### TO DO
Write out the lines of the records below as a numbered list, omitting any blank lines.

### LISTED ENTRIES
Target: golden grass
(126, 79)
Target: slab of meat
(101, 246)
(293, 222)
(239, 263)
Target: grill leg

### WRITTEN ANSWER
1. Target: golden grass
2. (126, 79)
3. Target: slab of meat
4. (101, 246)
5. (293, 222)
6. (239, 263)
7. Target: grill leg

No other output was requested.